Please render the records below as a numbered list, starting at the line that contains "Review the image above and draw boxes around every snow" and stopping after the line that contains "[0, 0, 531, 353]". Include both of those lines and leave out any blank lines.

________

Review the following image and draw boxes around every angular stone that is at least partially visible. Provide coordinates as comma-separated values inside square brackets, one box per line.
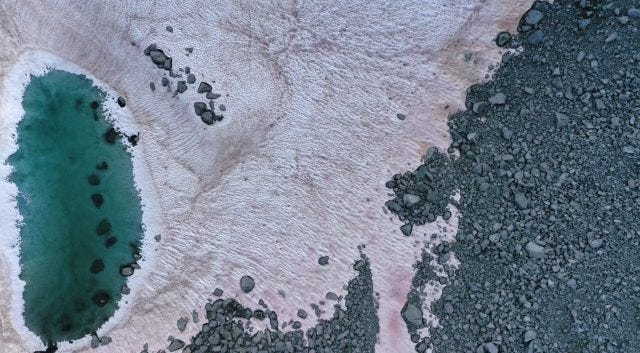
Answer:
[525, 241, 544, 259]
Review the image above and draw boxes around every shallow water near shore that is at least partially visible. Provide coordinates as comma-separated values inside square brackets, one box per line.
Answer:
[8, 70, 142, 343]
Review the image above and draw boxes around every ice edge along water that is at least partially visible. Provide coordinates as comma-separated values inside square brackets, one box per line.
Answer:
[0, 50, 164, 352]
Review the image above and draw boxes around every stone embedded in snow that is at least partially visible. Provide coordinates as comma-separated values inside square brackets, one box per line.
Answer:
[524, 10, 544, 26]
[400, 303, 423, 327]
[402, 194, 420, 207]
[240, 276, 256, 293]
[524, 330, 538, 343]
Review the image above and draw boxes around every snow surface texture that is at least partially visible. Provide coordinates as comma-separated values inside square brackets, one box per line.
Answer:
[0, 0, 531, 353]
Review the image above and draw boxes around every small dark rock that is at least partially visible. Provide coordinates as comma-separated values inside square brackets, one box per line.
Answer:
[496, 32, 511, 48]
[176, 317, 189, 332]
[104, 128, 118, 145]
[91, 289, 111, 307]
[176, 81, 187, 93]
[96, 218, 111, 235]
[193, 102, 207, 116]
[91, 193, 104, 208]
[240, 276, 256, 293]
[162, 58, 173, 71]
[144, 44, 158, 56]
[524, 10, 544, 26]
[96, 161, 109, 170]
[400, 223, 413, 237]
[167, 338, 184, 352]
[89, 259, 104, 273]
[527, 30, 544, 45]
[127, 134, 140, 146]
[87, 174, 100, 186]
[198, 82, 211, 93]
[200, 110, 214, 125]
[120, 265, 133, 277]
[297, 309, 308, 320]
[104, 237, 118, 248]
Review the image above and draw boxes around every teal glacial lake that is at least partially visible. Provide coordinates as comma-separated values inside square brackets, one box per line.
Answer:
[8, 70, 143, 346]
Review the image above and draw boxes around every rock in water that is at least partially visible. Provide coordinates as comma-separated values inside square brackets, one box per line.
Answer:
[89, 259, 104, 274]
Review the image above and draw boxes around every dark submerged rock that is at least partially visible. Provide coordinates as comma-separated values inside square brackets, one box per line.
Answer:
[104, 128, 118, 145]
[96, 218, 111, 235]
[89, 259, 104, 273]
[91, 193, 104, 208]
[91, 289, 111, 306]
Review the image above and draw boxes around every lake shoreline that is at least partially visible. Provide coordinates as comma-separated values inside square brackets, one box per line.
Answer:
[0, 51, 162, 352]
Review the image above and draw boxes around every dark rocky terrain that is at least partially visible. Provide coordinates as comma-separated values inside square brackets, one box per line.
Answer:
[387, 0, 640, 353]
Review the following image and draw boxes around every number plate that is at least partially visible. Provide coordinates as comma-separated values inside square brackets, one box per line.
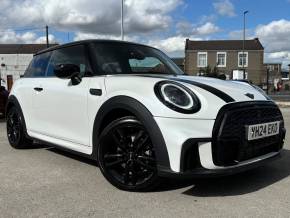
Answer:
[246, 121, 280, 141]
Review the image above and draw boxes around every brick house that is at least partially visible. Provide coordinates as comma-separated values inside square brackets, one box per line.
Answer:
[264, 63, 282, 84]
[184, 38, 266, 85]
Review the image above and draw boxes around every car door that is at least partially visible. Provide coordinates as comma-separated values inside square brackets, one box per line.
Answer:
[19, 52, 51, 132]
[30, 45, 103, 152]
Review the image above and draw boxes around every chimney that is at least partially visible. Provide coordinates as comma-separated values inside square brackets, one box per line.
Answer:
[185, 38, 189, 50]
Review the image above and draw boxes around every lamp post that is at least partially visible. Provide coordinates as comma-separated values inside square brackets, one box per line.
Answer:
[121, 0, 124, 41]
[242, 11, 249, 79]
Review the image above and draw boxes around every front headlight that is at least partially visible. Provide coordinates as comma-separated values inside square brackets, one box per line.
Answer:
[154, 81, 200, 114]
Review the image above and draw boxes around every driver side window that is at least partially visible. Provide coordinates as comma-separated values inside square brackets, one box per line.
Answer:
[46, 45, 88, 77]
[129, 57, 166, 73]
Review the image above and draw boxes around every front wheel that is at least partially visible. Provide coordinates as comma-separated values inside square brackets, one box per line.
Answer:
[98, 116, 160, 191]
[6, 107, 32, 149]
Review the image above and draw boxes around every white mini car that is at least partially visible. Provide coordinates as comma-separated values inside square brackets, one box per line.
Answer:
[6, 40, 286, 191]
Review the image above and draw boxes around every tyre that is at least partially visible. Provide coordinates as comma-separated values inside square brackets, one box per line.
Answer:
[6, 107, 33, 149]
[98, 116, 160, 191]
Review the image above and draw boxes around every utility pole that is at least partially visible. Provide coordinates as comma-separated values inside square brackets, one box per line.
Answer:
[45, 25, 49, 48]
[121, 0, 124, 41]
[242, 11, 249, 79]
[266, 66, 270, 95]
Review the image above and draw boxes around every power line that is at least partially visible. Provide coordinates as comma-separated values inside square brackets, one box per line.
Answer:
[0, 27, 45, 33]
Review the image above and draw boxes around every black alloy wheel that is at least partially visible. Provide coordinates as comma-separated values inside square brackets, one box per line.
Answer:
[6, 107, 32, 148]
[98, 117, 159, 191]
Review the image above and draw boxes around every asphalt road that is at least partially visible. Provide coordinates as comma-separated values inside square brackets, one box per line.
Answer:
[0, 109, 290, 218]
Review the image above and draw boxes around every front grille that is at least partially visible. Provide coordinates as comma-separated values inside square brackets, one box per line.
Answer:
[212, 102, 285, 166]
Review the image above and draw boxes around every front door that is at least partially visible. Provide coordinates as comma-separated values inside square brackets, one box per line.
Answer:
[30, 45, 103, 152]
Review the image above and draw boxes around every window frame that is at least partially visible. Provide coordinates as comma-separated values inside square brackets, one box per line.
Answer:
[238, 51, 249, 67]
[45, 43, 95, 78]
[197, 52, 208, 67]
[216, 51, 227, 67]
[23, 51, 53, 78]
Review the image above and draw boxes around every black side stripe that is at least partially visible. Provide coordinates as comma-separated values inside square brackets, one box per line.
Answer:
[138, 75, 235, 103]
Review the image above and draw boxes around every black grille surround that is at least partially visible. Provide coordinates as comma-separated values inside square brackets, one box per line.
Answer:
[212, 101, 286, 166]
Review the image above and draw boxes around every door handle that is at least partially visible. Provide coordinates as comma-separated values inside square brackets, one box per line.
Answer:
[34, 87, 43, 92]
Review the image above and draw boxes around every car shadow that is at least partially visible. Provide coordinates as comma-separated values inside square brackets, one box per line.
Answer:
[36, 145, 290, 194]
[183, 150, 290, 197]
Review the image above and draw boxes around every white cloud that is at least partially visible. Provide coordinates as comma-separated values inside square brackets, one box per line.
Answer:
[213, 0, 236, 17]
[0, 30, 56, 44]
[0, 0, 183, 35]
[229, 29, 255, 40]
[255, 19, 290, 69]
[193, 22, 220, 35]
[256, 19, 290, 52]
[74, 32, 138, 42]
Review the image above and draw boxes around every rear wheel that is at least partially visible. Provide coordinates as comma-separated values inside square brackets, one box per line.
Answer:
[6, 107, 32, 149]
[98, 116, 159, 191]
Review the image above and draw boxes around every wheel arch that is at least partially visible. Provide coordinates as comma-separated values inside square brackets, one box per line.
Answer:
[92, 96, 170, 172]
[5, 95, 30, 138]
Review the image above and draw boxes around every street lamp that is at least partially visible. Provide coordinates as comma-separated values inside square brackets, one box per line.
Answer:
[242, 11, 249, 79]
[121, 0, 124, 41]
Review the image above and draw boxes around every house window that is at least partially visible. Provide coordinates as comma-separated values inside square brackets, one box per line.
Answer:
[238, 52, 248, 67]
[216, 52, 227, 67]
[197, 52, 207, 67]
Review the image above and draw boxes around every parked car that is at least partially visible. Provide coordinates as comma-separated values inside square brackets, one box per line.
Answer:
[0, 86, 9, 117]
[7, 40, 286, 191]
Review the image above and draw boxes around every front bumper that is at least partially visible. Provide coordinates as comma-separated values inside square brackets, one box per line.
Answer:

________

**Solution to this exercise**
1. Review the image above and draw boxes around every snow surface texture that is at least partially visible. Provide coordinates as comma-separated values inside square brackets, one box per line.
2. Answer:
3. [0, 0, 531, 353]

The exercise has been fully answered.